• [TEXTAUSSCHNITT]:

>>>

Der Vorsitzende des CEN/TC 10 erklärt u. a., welche Folgen die Megatrends der kommenden Jahre für die Aufzug- und Fahrtreppenbranche haben werden.
Wie sehen Sie mit Ihrer internationalen Erfahrung die Entwicklung und die Megatrends der kommenden Jahre in der Aufzug- und Fahrtreppenbranche?
Gharibaan: Es gibt mehrere Megatrends, die unsere Branche auf unterschiedliche Weise beeinflussen. Die Urbanisierung ist dabei einer der wichtigsten Trends. Derzeit leben 55 Prozent der Weltbevölkerung in Städten – bis 2050 wird dieser Anteil auf 68 Prozent steigen. In Verbindung mit dem Bevölkerungswachstum wird dies dazu führen, dass zu der derzeitigen Bevölkerung in den Städten noch weitere 2,5 Milliarden Menschen hinzukommen. Sowohl aus wirtschaftlichen als auch aus Gründen der Nachhaltigkeit werden die meisten Menschen in mehrstöckigen Gebäuden leben. Der Ausbau von Dienstleistungen wie Einkaufszentren und Verkehrsknotenpunkten zur Unterstützung der Menschen vor Ort wird das Wachstum der Aufzugbranche weltweit ankurbeln. Natürlich ist die Urbanisierungsrate in den einzelnen Regionen der Welt unterschiedlich, sodass sich die Auswirkungen auf den verschiedenen Märkten unterschiedlich bemerkbar machen werden.
Ein weiterer wichtiger Trend ist die Nachhaltigkeit. Die Aufzugbranche konzentriert sich nun schon seit einiger Zeit auf die Energieeffizienz. So haben wir bei modernen Aufzügen eine erhebliche Verbesserung der Energieeffizienz im Vergleich zu den Werten desselben Aufzugtyps von vor nur einem Jahrzehnt festgestellt. Aber auch andere Umweltaspekte wie z. B. Materialverbrauch oder Recycling können ebenso wichtig werden. Darüber hinaus müssen auch andere Nachhaltigkeitsaspekte im Zusammenhang mit sozialer Verantwortung berücksichtigt werden. Ein gutes Beispiel dafür ist die Barrierefreiheit, die die Lebensqualität vieler Bürger erheblich verbessern kann. Durch sie ist es einfacher, ältere Menschen in ihrem eigenen Zuhause zu pflegen, statt sie in Betreuungseinrichtungen unterzubringen.

<<<

• [ANHAND DER ANGABEN]:
• A. Welcher Anteil der Weltbevölkerung wird laut dem Text über die Aufzug- und Fahrtreppenbranche bis 2050 in Städten leben?
• B. Fassen Sie den Text über die Aufzug- und Fahrtreppenbranche in zwei Sätzen zusammen.
• C. Setzen Sie den Text über die Aufzug- und Fahrtreppenbranche nach seinem letzten Satz fort.
Die Datensätze sind eigenständiges Material und gehören nicht zum Text über die Aufzug- und Fahrtreppenbranche.

• [BEREITGESTELLTE DATEN]:
>>>

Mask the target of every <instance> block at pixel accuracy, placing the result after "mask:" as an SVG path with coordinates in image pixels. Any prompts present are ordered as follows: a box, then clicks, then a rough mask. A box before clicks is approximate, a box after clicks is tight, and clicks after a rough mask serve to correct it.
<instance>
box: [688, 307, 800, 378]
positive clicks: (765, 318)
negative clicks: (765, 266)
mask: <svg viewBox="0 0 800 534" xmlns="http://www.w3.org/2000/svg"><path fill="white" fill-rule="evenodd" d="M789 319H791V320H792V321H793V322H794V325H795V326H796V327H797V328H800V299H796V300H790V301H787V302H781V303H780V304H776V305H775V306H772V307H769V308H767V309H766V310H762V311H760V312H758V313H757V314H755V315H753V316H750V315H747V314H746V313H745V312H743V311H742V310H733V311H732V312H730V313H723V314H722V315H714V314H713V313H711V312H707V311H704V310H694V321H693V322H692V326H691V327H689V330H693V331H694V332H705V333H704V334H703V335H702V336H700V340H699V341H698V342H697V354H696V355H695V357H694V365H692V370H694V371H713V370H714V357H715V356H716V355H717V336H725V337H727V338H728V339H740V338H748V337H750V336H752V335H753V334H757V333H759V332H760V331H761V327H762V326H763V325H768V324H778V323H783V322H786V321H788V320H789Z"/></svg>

<<<

• [ERGEBNISSE JE AUFGABE]:
• A. 68 Prozent.

• B. Gharibaan nennt die Urbanisierung als einen der wichtigsten Megatrends, durch den bis 2050 weitere 2,5 Milliarden Menschen in den Städten hinzukommen, wobei der Ausbau von Dienstleistungen vor Ort das Wachstum der Aufzugbranche weltweit ankurbeln wird. Als weiteren wichtigen Trend nennt Gharibaan die Nachhaltigkeit, bei der neben der Energieeffizienz auch Materialverbrauch, Recycling und soziale Verantwortung wie die Barrierefreiheit eine Rolle spielen.

• C.
Die Digitalisierung ist ein recht neuer Trend in der Aufzugbranche. So ist beispielsweise die Konnektivität von Aufzügen – die vor einiger Zeit noch eine Luxusoption war – heute alltäglich und sogar allmählich zu einer Notwendigkeit geworden. Die Digitalisierung kann für alle Beteiligten viele Vorteile in Form von verbesserten Dienstleistungen usw. bringen – doch sie birgt auch Herausforderungen wie z. B. das Thema Cybersicherheit. Natürlich hat die Sicherheit für die Aufzugbranche und alle Beteiligten absolute Priorität.
Wo sehen Sie angesichts dieser Entwicklungen Ihre Aufgabe als Vorsitzender des CEN/TC 10 – heute und in Zukunft?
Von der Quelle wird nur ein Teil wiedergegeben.